▶ [Given instruction]: Print the lines word for word, beginning with the line that contains "like x=530, y=295." and continuing through the line that contains "x=309, y=404", both of those included.

▶ [Material supplied]:

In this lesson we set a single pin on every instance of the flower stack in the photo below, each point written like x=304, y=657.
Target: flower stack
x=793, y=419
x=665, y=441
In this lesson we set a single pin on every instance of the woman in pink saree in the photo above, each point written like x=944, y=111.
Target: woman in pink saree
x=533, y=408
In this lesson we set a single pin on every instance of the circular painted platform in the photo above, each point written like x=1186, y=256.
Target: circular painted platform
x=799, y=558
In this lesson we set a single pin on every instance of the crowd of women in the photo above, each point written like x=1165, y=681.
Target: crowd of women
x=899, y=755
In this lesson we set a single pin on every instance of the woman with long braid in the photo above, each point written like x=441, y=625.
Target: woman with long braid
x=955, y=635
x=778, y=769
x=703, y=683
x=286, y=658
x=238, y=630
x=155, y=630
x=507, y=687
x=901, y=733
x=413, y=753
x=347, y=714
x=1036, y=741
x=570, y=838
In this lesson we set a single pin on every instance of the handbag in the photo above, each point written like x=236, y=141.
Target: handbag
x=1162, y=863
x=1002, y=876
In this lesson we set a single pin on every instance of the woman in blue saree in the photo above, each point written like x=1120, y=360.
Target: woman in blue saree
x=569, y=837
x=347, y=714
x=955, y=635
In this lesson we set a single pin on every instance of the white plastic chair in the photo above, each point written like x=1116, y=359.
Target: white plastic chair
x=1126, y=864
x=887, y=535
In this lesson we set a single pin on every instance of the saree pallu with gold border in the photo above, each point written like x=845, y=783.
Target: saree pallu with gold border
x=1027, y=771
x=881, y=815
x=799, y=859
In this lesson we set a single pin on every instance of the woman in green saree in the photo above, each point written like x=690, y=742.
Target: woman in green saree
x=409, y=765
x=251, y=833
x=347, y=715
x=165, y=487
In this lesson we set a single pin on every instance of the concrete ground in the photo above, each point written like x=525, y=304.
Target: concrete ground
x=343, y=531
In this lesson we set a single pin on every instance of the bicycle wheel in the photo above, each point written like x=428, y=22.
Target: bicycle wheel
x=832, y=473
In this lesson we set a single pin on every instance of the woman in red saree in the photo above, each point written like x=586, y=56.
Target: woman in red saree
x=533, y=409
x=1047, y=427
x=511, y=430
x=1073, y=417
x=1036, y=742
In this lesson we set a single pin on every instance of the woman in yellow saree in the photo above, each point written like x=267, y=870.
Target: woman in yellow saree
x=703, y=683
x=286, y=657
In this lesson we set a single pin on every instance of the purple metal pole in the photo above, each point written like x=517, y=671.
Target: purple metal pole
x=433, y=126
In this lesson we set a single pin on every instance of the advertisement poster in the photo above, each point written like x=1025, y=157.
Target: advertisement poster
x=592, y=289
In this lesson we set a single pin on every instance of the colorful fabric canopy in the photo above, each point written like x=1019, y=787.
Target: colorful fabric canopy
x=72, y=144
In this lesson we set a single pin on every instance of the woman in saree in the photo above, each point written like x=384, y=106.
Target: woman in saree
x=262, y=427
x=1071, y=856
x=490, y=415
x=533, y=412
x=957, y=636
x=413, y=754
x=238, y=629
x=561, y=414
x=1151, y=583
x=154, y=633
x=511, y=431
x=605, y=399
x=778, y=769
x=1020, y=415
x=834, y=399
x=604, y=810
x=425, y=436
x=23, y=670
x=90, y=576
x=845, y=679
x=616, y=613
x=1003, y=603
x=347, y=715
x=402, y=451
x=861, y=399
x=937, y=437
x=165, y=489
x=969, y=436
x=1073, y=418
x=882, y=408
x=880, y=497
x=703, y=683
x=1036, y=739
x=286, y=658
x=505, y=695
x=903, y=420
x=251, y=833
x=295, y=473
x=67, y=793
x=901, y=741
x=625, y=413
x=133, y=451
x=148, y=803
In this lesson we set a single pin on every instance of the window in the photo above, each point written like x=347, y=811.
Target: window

* * *

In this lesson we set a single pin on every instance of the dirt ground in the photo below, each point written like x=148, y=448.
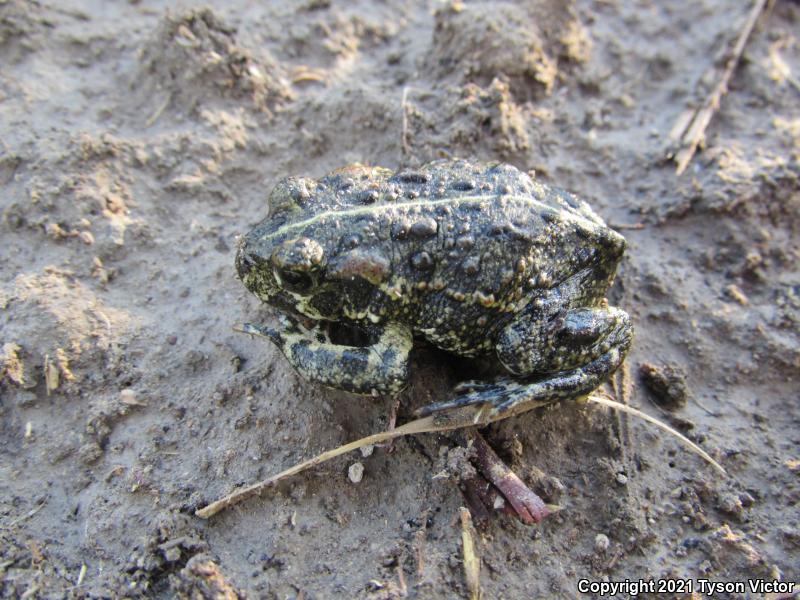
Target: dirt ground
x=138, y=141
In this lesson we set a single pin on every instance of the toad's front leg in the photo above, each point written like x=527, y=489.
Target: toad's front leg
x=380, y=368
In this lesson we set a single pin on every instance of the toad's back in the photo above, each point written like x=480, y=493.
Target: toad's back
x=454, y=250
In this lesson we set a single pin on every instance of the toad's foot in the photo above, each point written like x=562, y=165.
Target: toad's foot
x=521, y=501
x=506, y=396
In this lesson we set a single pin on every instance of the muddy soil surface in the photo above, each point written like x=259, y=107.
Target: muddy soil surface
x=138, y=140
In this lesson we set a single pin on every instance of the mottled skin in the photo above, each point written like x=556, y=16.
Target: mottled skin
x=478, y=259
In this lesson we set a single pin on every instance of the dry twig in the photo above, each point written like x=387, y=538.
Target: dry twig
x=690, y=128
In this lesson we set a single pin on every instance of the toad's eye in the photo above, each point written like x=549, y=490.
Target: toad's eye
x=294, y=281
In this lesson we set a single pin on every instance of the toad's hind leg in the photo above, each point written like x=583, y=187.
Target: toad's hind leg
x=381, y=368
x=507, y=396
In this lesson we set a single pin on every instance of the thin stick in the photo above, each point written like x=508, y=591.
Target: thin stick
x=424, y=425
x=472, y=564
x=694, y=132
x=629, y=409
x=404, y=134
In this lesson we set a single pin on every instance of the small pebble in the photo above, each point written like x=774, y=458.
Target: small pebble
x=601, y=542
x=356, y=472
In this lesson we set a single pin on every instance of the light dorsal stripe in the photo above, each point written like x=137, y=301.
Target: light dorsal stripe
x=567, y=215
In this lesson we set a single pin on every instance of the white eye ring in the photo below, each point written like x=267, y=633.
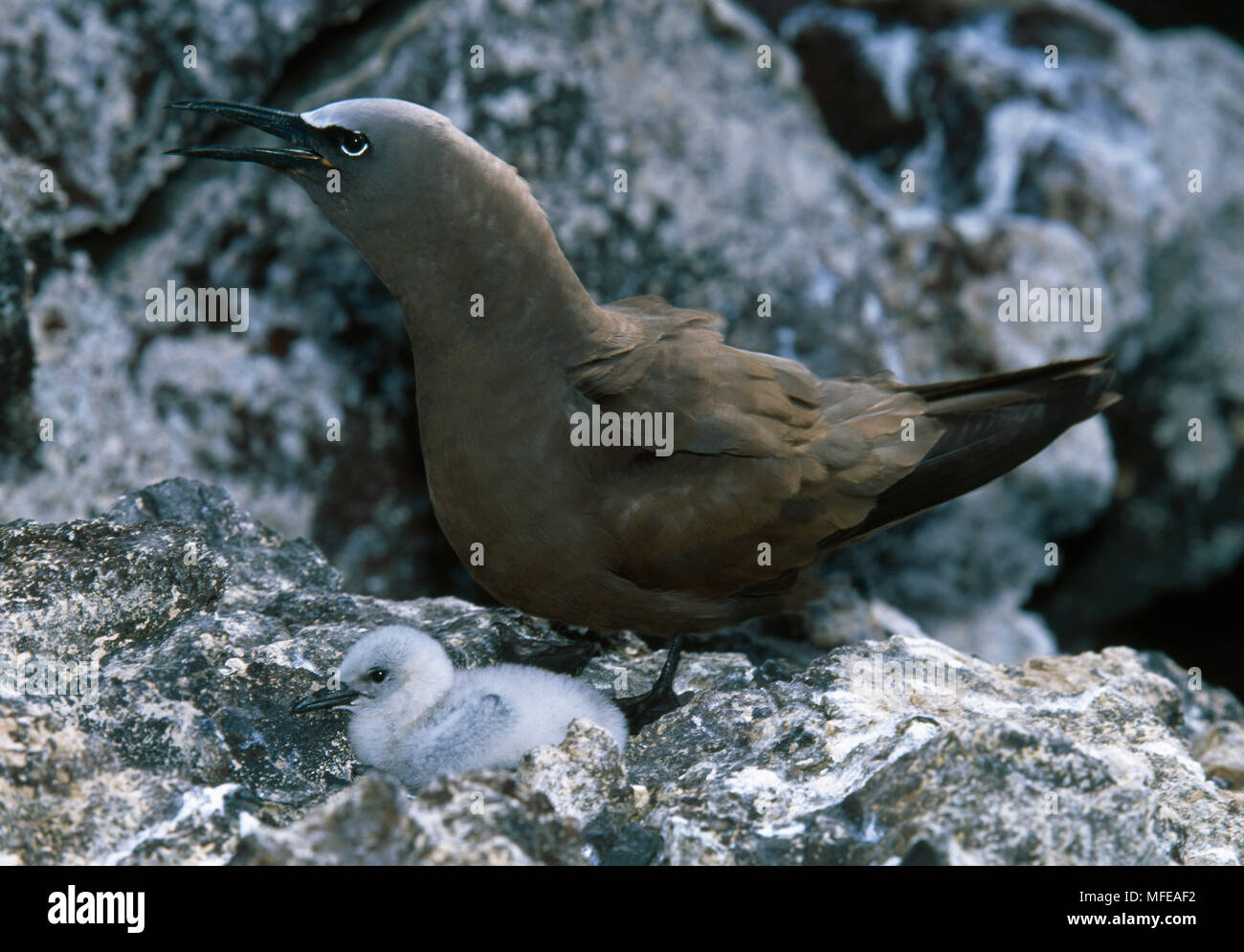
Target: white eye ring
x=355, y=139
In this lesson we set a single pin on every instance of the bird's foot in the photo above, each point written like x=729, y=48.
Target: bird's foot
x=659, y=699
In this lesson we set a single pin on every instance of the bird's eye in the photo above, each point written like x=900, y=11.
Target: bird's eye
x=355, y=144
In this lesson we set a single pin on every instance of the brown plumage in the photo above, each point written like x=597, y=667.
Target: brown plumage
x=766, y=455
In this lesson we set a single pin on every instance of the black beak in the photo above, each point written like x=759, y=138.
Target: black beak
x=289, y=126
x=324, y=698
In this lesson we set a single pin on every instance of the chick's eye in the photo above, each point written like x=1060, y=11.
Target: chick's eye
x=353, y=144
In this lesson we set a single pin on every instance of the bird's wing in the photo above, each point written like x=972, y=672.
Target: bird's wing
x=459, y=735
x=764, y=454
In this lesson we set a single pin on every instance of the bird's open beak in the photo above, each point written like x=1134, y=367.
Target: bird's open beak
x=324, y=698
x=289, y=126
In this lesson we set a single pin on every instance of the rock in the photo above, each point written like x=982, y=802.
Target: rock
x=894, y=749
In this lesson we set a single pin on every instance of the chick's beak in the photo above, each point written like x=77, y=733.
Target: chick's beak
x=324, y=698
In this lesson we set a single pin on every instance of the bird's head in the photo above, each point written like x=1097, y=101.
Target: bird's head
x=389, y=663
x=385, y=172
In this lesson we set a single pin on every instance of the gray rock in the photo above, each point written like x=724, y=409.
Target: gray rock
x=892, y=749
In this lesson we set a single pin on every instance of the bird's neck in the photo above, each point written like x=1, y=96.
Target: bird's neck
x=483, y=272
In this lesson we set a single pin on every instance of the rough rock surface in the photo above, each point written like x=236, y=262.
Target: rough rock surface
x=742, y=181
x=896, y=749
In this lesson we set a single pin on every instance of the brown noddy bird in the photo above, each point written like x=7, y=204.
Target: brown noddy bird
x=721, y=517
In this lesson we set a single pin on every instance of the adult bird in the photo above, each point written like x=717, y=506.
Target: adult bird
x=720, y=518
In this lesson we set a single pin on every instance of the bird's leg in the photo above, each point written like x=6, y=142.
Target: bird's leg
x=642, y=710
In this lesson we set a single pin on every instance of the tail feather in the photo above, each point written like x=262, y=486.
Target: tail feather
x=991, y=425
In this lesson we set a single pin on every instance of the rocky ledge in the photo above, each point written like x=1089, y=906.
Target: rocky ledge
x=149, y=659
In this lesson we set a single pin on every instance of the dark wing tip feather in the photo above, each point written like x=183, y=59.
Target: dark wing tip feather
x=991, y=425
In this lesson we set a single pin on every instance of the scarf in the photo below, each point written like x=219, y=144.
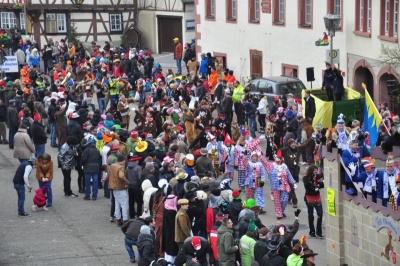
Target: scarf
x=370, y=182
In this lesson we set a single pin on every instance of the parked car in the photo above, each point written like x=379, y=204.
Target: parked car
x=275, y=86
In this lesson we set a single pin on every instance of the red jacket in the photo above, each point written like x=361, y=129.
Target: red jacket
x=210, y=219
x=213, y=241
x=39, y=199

---

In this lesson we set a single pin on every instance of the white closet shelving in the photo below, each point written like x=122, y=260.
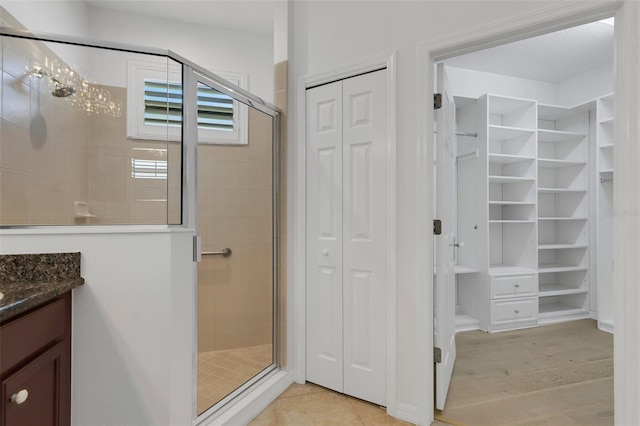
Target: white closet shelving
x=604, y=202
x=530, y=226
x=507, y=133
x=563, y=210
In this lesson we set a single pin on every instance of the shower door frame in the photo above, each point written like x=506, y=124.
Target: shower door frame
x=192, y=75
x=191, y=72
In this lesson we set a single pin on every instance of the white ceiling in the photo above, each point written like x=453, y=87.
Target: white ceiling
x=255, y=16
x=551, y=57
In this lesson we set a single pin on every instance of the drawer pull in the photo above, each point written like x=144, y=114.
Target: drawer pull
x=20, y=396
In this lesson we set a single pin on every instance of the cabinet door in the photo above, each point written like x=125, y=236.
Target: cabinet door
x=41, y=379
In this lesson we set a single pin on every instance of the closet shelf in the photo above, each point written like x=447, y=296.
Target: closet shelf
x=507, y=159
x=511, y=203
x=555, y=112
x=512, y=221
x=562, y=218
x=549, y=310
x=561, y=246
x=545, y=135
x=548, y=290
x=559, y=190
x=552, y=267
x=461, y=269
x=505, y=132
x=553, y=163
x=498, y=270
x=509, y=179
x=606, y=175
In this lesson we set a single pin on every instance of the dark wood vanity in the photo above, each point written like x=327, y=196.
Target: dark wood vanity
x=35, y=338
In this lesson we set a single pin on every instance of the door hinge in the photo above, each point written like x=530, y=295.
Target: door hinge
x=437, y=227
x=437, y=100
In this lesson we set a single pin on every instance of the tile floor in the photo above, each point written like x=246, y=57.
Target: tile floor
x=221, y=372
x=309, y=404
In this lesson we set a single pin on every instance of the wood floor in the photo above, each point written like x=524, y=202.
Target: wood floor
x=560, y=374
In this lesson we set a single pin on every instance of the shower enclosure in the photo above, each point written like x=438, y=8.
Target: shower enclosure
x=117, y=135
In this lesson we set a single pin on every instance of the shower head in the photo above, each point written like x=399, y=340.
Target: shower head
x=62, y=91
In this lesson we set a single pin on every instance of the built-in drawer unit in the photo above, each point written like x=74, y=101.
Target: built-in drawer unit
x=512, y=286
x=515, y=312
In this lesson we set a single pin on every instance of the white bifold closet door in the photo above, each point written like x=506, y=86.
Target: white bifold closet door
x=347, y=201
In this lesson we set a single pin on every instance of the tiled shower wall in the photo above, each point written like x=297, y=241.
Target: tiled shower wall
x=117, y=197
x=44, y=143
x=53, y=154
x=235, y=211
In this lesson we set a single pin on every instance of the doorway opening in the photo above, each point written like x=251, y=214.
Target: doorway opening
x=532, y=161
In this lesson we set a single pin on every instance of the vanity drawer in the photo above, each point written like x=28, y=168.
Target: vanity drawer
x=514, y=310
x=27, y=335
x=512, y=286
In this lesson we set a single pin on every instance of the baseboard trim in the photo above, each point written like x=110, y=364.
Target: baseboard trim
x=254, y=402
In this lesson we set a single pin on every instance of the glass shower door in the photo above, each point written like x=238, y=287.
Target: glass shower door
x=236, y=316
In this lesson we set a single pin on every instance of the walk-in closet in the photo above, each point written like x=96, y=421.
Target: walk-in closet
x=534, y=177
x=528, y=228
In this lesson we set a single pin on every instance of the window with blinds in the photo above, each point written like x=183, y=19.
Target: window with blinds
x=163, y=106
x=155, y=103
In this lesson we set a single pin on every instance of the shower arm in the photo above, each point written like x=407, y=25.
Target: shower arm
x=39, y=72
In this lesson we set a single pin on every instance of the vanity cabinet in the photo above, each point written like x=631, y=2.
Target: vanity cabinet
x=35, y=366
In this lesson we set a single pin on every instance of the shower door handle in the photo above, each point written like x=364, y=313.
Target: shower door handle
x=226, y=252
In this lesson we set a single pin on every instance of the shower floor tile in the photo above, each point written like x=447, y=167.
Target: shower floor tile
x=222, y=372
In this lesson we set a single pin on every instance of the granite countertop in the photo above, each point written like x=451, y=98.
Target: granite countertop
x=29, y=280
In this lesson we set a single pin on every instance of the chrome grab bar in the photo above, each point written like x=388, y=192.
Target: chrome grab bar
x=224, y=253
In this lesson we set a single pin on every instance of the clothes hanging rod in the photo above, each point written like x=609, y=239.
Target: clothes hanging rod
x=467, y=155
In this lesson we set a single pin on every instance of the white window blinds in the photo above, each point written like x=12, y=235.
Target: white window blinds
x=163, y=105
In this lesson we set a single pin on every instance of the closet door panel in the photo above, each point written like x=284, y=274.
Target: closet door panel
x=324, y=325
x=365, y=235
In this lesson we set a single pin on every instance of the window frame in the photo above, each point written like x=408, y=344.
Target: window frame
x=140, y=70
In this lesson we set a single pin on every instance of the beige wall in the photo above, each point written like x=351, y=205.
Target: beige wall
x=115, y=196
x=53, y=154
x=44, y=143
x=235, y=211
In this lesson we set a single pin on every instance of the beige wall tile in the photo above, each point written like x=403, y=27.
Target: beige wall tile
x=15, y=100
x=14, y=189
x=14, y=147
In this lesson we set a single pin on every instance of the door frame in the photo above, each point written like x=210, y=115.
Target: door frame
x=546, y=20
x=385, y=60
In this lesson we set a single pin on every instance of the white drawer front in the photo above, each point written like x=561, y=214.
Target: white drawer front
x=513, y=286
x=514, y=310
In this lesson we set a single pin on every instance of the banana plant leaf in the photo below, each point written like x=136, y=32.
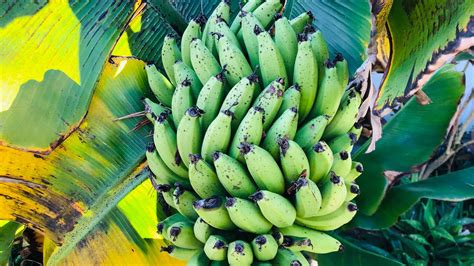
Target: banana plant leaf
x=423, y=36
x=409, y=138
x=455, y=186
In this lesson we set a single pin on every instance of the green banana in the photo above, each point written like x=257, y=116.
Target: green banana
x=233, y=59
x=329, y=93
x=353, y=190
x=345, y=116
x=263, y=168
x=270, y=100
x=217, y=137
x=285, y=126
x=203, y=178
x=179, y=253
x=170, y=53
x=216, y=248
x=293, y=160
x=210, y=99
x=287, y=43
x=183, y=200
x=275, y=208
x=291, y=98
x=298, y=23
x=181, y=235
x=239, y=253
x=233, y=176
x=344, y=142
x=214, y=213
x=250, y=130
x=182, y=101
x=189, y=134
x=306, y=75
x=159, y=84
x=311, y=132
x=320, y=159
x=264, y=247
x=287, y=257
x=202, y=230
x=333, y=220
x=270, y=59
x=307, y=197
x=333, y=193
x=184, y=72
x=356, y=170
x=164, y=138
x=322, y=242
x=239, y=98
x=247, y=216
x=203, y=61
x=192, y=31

▶ [Solution for this problem]:
In this lesson we set a single pin on every instance of the door hinge in the photo above, each point written like x=530, y=295.
Target: door hinge
x=437, y=227
x=437, y=100
In this lesson we set a single pin on every instance of the tile floor in the photo above, each point written like x=246, y=57.
Target: tile floor
x=221, y=372
x=309, y=404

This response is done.